Lines outside the range are not wanted. Give again exactly the lines between the line holding "column 310, row 587" and the line holding "column 482, row 613", inclusive, from the listing below.

_ _ _ _ _

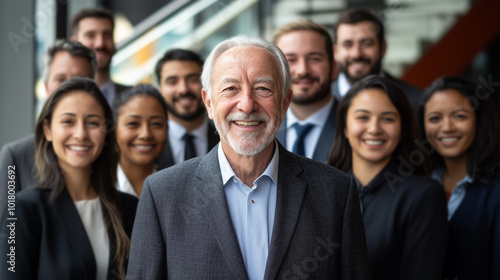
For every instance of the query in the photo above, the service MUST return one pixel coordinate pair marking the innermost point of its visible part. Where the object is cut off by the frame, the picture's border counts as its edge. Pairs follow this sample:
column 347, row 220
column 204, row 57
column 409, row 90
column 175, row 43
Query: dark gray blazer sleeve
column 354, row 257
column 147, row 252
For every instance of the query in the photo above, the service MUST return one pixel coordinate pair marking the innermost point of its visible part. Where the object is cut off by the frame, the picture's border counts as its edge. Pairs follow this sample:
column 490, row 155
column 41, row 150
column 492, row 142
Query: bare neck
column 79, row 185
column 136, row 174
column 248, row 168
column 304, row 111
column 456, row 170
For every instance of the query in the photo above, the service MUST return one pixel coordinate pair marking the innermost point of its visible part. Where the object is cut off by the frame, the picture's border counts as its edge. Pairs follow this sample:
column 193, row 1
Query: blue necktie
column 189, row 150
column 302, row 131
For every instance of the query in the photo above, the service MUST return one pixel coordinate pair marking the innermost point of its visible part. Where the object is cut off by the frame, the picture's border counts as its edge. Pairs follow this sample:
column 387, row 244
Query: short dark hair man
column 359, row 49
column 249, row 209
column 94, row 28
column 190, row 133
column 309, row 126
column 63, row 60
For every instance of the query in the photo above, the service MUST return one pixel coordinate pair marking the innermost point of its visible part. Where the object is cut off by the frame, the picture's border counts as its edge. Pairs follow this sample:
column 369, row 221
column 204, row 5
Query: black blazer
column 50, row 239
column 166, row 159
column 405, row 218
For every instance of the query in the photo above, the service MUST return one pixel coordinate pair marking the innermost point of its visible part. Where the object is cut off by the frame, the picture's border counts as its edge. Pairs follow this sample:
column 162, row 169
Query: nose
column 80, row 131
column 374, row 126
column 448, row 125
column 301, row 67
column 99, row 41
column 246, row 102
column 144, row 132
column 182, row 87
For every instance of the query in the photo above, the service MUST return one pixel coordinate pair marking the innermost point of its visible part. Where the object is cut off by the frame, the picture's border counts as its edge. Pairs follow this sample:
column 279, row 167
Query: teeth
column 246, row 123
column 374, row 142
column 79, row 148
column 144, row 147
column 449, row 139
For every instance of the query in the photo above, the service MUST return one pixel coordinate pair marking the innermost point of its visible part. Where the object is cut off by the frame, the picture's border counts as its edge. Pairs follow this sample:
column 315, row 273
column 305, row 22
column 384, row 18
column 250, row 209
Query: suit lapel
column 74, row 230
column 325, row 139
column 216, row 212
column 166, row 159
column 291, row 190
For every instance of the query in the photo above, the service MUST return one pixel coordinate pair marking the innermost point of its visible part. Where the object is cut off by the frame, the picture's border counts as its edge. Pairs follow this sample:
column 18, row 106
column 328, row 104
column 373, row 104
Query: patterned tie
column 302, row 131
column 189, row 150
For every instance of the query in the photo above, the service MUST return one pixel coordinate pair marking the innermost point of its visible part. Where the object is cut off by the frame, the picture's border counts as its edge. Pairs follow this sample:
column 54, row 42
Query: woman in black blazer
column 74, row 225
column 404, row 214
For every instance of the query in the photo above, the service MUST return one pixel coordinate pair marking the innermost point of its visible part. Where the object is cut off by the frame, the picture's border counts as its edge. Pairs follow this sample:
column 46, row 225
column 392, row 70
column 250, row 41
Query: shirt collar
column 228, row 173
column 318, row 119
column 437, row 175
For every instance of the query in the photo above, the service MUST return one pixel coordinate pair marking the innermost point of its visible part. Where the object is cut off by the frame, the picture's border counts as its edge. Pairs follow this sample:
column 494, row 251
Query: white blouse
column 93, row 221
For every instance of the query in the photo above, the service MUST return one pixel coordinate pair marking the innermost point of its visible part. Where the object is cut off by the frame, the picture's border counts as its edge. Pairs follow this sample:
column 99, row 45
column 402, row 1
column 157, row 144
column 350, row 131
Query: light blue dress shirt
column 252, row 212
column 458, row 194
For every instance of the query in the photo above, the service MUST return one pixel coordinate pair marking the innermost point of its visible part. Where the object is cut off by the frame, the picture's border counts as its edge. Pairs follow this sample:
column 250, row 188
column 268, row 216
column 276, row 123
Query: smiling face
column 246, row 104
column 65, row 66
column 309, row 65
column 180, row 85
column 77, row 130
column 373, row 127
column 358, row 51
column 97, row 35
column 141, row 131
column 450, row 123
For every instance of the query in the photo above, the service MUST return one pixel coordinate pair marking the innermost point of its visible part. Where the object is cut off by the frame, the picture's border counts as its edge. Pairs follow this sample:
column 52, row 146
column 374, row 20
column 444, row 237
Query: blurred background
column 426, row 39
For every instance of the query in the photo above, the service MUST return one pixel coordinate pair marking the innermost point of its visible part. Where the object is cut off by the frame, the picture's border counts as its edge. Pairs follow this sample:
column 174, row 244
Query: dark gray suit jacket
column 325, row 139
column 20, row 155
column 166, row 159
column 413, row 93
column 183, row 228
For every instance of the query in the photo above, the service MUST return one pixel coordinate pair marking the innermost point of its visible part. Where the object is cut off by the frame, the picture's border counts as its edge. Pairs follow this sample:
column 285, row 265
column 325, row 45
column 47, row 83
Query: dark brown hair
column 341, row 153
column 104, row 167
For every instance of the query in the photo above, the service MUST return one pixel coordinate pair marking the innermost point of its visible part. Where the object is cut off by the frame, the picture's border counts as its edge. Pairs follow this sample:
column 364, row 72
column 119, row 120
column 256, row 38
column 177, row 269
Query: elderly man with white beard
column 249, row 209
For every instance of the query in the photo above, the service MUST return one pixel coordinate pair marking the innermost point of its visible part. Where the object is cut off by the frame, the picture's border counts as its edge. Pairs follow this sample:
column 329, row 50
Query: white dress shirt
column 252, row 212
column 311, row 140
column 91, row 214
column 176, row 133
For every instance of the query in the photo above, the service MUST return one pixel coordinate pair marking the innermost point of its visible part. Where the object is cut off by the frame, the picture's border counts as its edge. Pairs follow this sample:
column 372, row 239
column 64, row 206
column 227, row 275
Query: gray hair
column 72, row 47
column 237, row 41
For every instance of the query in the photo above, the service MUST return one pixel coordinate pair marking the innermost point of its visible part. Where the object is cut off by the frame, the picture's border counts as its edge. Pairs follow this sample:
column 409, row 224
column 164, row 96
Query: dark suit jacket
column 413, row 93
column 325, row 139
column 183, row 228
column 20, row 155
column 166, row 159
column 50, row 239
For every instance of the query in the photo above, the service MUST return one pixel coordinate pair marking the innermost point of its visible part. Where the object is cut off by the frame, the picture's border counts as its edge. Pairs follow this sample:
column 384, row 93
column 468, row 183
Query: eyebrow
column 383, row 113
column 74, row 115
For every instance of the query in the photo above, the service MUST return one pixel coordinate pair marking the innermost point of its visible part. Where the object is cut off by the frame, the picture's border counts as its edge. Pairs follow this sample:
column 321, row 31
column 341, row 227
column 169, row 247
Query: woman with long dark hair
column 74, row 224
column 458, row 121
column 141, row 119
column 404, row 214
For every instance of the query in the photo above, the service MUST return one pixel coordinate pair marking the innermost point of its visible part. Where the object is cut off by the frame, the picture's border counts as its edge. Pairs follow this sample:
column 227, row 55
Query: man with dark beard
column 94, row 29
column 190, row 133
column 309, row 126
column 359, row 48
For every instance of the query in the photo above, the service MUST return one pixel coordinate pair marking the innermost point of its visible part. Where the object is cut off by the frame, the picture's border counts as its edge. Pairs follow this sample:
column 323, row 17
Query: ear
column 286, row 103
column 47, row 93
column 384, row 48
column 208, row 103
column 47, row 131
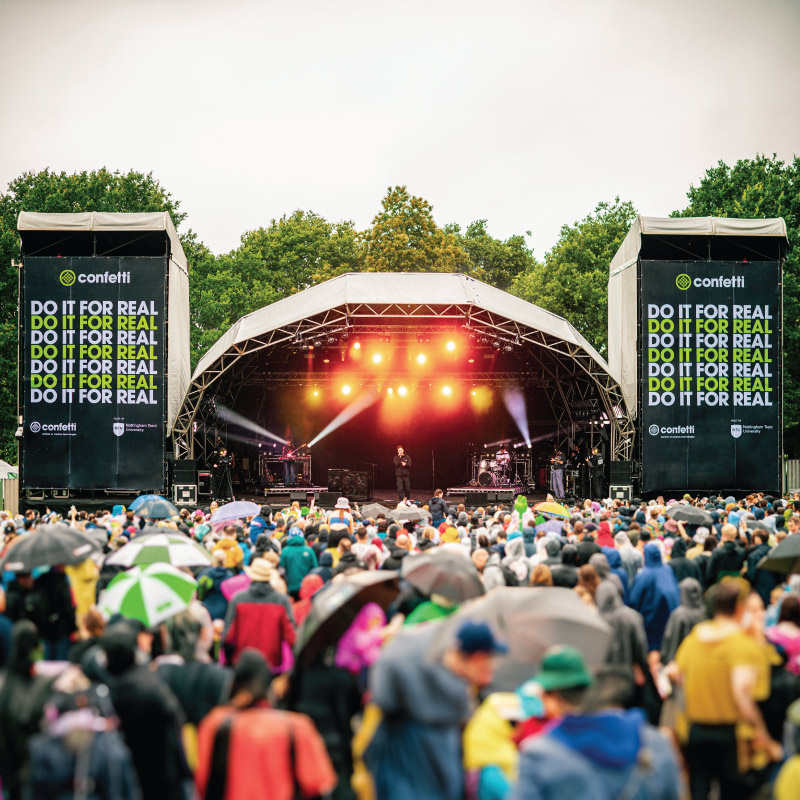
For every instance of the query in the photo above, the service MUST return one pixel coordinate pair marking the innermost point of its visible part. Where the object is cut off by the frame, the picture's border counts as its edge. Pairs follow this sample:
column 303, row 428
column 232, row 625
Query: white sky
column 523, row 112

_ _ _ _ _

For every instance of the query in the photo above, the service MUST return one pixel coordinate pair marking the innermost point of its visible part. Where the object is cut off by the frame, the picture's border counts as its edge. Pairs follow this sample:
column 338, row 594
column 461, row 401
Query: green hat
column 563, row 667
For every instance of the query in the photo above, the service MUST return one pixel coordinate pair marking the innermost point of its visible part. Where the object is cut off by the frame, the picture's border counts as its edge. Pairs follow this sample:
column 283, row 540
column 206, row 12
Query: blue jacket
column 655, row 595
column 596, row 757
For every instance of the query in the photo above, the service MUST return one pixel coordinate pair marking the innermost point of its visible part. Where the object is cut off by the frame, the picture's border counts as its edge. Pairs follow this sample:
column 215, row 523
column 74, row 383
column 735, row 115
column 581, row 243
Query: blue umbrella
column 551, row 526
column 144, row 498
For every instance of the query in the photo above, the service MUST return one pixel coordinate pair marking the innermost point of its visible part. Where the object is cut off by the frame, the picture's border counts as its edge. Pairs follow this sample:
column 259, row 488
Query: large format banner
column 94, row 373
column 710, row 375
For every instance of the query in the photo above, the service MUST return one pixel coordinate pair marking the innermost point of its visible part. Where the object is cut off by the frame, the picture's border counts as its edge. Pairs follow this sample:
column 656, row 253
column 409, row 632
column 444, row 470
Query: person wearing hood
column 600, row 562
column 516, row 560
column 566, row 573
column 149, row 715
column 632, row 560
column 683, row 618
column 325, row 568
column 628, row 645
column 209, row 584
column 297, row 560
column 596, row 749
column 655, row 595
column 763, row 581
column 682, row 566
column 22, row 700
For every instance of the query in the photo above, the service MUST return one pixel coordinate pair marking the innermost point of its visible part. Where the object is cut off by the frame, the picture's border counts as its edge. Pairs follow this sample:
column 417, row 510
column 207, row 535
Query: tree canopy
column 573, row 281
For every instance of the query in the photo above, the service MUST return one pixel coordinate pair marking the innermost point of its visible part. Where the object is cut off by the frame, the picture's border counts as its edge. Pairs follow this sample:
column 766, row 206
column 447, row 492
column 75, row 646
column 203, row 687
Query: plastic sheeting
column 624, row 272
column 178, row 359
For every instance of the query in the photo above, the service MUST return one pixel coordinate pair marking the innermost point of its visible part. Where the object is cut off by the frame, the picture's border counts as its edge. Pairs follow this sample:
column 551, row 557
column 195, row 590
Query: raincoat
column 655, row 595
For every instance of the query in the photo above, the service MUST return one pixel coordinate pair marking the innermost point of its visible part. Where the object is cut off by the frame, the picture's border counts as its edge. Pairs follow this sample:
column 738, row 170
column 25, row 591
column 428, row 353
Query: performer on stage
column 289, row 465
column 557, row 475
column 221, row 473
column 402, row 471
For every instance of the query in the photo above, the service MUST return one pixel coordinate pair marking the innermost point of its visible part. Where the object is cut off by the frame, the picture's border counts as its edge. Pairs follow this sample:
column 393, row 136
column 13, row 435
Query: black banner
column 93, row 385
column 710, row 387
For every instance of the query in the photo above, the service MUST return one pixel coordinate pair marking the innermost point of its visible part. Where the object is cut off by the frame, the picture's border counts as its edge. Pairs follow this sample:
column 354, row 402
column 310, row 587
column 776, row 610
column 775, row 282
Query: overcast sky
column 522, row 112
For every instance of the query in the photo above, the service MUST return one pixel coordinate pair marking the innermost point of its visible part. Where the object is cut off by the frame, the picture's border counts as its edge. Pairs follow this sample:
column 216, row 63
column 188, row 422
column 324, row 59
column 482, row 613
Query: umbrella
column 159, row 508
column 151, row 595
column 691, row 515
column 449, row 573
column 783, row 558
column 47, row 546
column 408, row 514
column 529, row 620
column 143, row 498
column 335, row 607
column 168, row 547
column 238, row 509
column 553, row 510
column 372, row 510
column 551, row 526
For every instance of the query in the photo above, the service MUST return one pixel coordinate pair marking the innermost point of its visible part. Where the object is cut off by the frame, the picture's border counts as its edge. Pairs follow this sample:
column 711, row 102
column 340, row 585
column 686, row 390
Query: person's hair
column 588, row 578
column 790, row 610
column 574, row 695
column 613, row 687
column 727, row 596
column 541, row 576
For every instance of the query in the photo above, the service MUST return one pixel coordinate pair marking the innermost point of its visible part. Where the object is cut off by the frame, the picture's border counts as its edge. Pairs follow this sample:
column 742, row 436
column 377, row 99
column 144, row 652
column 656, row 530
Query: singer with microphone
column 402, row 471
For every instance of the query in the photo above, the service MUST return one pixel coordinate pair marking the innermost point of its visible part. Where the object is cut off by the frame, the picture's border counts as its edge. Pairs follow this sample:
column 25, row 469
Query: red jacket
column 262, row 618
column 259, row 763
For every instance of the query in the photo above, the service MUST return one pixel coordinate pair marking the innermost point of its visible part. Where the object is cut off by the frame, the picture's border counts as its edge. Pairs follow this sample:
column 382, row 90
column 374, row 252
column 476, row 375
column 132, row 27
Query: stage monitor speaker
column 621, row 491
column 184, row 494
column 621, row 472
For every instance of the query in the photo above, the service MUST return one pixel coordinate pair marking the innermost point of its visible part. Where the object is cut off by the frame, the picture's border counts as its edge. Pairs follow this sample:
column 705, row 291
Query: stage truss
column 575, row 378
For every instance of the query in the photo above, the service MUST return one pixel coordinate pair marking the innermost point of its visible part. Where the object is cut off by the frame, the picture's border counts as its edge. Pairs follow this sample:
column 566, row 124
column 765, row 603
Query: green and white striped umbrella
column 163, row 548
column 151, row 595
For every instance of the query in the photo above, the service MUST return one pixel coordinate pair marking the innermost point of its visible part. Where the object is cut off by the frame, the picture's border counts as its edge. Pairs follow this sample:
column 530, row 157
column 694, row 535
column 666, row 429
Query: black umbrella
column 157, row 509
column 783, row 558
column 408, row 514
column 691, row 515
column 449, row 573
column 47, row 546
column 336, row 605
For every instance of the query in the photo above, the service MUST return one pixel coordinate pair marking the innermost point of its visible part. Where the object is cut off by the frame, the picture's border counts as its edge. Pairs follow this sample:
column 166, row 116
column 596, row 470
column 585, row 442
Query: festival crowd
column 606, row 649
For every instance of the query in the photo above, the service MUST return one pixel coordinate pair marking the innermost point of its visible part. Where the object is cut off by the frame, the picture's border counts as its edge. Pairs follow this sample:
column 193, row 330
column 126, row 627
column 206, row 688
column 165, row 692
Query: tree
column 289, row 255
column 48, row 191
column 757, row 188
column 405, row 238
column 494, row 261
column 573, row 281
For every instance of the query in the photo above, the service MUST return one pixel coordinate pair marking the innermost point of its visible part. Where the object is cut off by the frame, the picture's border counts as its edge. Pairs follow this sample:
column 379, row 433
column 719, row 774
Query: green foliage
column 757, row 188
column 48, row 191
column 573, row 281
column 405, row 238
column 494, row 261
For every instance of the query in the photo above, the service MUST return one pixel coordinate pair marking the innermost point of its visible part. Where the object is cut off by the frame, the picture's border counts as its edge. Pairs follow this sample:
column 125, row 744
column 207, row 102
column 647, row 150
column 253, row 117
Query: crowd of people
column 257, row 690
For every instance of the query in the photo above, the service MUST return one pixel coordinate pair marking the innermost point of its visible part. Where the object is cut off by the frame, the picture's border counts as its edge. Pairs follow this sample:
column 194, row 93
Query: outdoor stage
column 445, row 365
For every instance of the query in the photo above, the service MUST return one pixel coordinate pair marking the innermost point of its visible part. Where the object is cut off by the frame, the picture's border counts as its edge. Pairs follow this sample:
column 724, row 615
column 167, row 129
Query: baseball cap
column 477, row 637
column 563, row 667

_ _ _ _ _

TASK RESPONSE →
column 310, row 587
column 776, row 610
column 775, row 282
Query: overcast sky
column 522, row 112
For every instance of the query in the photo above, the service MUST return one pixel coordinate pair marking the innermost point of its visible part. Where the object is cut off by the frame, the picture's border counts as its edge. Pairs follow this sample:
column 216, row 63
column 188, row 422
column 324, row 59
column 482, row 613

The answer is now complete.